- **Task prompt**: Count the lines in the items below that contain the string "twig". Reply with the number alone.

- **Material provided**:

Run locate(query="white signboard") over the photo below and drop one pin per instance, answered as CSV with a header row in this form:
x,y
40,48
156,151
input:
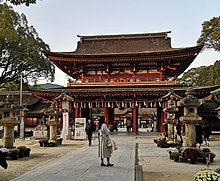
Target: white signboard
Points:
x,y
65,123
80,126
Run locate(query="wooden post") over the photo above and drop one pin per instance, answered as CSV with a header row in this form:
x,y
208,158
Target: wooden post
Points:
x,y
134,120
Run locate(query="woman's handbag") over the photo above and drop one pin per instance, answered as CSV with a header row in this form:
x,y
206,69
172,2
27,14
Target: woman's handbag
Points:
x,y
109,143
112,143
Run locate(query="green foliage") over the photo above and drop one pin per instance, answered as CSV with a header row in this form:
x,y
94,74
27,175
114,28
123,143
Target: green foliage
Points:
x,y
210,36
21,49
201,76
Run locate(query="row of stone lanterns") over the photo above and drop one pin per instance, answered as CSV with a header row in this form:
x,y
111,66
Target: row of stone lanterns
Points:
x,y
190,118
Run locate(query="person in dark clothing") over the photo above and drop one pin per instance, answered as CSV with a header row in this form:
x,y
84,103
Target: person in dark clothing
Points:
x,y
90,128
199,134
179,131
206,133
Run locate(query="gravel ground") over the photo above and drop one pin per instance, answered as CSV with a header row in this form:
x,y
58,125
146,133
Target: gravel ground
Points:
x,y
39,156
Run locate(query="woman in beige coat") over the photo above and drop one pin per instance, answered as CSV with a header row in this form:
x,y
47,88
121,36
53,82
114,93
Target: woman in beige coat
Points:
x,y
104,151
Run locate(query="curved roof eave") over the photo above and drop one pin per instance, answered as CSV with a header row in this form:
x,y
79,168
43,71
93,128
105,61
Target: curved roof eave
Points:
x,y
171,51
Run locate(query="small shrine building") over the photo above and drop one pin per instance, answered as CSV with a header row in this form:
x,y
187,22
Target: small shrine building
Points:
x,y
122,71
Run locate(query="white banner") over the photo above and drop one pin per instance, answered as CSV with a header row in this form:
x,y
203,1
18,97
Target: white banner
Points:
x,y
65,123
80,126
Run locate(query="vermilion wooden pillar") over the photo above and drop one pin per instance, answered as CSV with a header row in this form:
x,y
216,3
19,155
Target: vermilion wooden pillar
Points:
x,y
76,112
111,116
134,120
106,114
80,112
160,117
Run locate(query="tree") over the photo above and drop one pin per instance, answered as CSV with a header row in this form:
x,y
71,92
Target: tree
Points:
x,y
19,2
21,49
201,76
210,36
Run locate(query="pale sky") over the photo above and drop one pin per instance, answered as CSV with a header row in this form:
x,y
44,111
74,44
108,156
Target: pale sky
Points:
x,y
58,22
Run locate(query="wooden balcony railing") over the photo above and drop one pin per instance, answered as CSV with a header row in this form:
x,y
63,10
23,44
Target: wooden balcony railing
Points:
x,y
121,82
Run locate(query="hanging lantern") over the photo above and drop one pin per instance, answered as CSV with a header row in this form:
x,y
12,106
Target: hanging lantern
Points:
x,y
139,104
159,104
146,103
126,105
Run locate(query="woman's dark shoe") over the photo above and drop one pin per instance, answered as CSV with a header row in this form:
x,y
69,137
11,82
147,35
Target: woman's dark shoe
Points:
x,y
110,164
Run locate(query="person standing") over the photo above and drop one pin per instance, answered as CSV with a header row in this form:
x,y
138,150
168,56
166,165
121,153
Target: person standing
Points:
x,y
90,127
104,151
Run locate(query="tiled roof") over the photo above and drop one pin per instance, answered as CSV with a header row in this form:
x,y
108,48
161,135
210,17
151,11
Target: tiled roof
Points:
x,y
125,43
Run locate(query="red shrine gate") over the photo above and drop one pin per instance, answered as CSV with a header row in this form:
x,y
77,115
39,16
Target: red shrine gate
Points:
x,y
121,71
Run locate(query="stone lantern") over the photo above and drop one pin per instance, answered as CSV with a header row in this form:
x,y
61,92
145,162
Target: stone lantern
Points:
x,y
171,110
9,119
53,113
190,118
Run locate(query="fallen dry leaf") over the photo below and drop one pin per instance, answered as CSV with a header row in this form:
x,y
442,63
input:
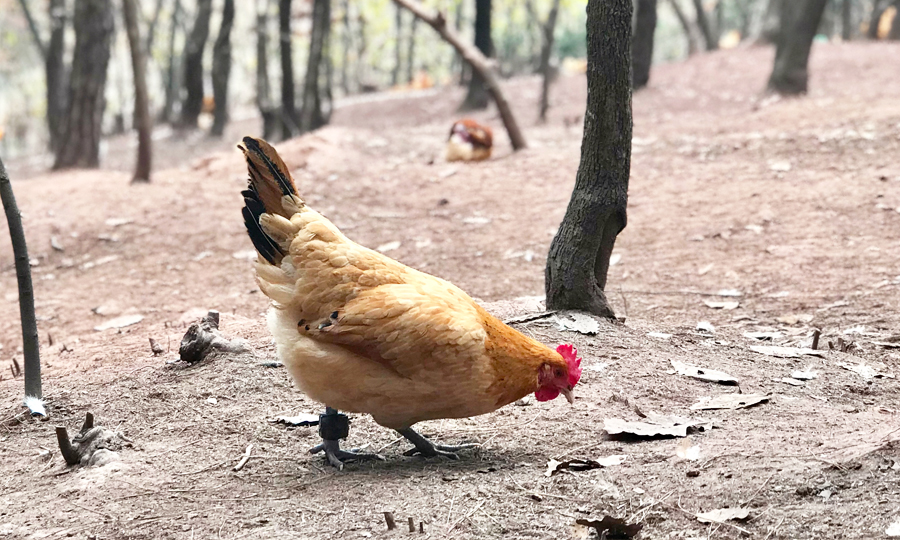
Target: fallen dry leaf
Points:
x,y
703,374
729,401
615,528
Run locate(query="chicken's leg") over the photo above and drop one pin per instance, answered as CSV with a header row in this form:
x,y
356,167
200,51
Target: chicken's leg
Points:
x,y
333,427
427,448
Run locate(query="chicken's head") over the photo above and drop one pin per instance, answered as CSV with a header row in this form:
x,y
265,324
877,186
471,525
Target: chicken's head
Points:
x,y
559,378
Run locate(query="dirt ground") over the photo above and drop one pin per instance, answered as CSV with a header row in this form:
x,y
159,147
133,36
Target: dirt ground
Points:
x,y
793,203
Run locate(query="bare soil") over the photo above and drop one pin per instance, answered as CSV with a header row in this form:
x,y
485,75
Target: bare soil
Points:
x,y
794,203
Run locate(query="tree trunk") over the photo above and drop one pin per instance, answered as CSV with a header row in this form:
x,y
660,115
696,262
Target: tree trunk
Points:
x,y
799,22
289,122
311,115
193,66
172,82
547,29
847,20
398,31
56,75
642,44
578,261
705,29
685,25
222,69
30,345
80,138
477,96
141,99
411,51
479,65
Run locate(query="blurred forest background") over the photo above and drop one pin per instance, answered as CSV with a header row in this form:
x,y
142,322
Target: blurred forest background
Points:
x,y
208,62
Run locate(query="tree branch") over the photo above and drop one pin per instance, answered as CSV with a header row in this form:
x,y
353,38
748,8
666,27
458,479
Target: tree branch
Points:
x,y
479,63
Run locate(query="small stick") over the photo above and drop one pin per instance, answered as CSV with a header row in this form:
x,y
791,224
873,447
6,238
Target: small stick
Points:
x,y
244,459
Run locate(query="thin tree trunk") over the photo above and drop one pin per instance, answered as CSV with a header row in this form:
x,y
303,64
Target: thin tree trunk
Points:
x,y
703,22
35,33
398,31
30,344
141,99
477,96
311,115
172,82
222,69
642,44
80,139
479,64
685,25
288,109
193,66
547,29
55,67
578,261
799,22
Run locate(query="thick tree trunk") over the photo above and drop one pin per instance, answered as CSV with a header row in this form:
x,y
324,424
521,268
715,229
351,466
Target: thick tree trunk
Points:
x,y
477,96
55,67
30,344
578,261
547,29
312,116
799,22
479,65
847,20
398,31
222,69
193,66
141,99
289,123
80,139
642,43
173,69
703,22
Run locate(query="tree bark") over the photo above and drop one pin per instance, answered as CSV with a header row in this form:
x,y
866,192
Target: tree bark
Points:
x,y
547,29
289,119
80,140
312,116
222,69
479,64
578,261
193,66
173,69
642,43
703,22
685,25
55,69
477,96
799,22
141,99
30,344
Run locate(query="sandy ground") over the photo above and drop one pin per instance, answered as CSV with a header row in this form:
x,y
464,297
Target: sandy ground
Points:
x,y
794,204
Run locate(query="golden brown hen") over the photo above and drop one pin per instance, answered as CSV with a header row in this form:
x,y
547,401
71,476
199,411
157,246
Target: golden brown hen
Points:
x,y
360,332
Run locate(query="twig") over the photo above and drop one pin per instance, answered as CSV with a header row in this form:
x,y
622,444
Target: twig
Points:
x,y
244,459
467,516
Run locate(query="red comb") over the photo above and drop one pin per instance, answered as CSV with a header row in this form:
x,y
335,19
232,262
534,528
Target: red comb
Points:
x,y
570,354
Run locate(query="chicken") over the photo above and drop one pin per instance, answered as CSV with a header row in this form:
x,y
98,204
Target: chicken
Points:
x,y
469,141
360,332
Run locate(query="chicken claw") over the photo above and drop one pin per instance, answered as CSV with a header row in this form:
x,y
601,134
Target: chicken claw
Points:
x,y
333,427
426,448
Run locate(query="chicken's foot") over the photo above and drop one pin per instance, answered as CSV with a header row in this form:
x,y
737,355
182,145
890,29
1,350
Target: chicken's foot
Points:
x,y
426,448
333,427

- **Output for this task**: 2